■ Records for this task:
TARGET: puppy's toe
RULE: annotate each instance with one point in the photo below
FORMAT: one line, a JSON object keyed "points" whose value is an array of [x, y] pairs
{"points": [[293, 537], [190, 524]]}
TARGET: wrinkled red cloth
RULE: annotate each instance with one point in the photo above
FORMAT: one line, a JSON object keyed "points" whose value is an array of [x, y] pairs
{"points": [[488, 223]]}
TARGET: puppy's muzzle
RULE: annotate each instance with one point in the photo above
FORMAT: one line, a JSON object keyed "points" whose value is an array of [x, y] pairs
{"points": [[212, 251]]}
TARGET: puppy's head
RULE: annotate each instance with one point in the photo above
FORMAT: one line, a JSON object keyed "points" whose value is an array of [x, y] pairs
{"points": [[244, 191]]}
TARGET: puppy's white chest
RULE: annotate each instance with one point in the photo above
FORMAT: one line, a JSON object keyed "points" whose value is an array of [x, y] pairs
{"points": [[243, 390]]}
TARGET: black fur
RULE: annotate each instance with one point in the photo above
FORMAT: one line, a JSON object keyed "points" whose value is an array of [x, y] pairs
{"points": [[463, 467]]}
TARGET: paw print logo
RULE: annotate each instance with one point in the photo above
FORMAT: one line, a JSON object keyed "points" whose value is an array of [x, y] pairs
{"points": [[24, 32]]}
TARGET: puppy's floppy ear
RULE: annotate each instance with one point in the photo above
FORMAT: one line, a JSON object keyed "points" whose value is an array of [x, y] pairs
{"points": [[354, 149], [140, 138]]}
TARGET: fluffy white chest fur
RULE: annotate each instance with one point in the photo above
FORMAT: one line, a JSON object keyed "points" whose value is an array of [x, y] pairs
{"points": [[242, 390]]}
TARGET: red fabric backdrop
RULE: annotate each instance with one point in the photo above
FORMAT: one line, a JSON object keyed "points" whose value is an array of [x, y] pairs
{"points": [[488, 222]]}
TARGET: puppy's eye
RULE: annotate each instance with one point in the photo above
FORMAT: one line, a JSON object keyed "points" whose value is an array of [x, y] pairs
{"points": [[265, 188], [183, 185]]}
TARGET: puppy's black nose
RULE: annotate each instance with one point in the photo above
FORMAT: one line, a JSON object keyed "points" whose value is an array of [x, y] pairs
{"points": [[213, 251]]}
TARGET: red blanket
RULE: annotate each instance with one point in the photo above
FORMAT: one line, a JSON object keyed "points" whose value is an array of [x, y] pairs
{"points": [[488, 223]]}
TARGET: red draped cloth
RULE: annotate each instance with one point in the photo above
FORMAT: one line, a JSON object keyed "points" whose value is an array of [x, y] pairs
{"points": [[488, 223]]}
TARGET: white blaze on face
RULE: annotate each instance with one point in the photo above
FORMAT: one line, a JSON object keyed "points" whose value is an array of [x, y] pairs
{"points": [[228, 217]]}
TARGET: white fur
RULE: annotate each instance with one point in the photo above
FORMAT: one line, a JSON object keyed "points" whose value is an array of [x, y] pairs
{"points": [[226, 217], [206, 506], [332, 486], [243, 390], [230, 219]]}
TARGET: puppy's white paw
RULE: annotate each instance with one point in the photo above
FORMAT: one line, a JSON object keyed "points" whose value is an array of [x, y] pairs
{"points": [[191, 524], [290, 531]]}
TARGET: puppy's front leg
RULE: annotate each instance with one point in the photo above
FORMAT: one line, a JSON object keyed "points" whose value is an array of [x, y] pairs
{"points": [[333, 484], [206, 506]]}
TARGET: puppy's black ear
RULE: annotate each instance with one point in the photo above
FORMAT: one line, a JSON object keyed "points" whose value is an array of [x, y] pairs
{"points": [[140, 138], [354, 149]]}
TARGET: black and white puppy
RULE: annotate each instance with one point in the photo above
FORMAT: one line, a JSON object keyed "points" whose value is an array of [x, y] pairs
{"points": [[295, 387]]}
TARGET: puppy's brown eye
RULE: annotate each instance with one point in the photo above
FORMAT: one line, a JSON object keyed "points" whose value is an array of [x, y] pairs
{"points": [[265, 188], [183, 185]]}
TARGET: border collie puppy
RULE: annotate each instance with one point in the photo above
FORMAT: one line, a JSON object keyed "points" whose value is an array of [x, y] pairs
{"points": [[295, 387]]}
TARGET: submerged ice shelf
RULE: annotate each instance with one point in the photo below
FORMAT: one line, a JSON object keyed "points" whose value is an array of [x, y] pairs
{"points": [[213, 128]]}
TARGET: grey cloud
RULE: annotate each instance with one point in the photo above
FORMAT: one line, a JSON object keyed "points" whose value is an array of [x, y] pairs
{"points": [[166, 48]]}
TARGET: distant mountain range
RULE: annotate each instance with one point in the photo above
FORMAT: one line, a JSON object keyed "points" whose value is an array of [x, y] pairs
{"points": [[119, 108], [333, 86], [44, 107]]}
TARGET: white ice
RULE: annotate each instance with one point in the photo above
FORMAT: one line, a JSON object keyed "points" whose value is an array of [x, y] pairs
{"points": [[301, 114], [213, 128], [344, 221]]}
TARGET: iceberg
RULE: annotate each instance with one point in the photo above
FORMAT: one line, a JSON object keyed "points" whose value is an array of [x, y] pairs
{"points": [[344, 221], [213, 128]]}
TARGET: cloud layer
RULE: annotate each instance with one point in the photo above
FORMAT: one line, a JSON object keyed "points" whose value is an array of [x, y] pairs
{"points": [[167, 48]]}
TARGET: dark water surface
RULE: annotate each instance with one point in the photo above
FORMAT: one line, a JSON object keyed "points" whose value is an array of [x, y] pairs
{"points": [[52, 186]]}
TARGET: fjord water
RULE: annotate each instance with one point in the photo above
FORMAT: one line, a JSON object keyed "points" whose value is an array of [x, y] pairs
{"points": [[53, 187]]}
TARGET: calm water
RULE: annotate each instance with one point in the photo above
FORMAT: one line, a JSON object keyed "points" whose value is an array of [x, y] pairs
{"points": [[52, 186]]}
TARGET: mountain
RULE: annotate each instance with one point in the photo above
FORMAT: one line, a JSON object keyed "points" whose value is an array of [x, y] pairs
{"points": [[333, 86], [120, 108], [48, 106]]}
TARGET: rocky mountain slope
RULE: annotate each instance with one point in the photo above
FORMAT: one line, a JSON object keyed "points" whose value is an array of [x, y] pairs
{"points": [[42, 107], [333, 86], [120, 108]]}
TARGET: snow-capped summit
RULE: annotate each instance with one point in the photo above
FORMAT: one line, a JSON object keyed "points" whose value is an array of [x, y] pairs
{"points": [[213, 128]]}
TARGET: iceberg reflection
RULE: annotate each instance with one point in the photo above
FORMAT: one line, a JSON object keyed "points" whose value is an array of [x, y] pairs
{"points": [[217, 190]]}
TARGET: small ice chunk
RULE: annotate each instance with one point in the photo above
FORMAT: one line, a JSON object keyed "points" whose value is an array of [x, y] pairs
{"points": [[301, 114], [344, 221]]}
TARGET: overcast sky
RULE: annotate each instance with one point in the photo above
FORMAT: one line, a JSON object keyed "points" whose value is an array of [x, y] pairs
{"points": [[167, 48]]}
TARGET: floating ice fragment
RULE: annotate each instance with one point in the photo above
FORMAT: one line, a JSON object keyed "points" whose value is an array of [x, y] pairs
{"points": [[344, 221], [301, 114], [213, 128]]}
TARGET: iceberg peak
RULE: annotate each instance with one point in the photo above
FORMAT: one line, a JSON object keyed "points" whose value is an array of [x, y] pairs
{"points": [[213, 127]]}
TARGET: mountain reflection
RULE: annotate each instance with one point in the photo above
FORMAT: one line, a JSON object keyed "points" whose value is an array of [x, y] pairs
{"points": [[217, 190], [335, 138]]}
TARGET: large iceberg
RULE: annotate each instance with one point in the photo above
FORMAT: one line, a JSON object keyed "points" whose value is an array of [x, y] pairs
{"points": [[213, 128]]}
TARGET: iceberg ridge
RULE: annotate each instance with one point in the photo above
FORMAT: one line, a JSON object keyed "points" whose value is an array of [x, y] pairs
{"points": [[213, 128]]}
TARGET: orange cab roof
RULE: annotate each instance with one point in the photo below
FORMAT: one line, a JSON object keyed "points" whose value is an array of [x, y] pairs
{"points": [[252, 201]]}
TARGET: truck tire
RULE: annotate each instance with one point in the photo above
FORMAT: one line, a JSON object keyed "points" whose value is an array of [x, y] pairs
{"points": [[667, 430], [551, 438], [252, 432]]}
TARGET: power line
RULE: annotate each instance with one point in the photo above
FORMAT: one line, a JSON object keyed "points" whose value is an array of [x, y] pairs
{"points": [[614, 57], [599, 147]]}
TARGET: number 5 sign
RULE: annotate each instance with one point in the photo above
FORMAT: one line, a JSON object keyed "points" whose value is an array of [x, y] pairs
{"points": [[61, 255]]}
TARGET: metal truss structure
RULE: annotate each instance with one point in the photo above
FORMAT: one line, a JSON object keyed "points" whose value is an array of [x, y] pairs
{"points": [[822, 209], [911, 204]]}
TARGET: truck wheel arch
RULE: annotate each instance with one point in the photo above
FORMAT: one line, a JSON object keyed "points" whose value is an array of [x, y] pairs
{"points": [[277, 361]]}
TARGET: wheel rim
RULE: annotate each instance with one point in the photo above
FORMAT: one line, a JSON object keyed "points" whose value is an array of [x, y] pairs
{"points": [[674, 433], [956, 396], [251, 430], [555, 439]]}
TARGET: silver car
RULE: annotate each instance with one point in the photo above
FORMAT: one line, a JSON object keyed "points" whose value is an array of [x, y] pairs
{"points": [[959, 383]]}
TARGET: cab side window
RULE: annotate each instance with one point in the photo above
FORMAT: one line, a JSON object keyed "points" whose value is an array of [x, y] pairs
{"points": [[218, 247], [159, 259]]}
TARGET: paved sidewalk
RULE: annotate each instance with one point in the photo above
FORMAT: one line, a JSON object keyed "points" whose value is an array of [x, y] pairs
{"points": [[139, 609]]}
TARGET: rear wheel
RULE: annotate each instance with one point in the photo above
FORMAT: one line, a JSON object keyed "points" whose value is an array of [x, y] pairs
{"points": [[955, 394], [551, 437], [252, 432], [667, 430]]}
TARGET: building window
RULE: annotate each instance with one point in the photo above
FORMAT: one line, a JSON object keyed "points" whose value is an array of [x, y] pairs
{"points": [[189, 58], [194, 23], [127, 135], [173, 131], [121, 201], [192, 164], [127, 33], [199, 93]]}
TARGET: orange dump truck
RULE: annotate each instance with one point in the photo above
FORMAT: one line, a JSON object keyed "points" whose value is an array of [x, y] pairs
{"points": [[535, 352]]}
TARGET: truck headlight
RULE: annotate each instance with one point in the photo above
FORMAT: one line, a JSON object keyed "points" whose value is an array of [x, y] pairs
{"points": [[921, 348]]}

■ What to produce: Rewrite the data from the line holding "TARGET: truck headlight" through the end of the data, inclusive, keeping every line, and adjust each point coordinate in the answers by -117.

■ Completed exercise:
TARGET: truck headlight
RULE: annotate each instance with one point in the photo above
FORMAT: one line, a JSON object keyed "points" whose value is an array of [x, y] pairs
{"points": [[804, 231]]}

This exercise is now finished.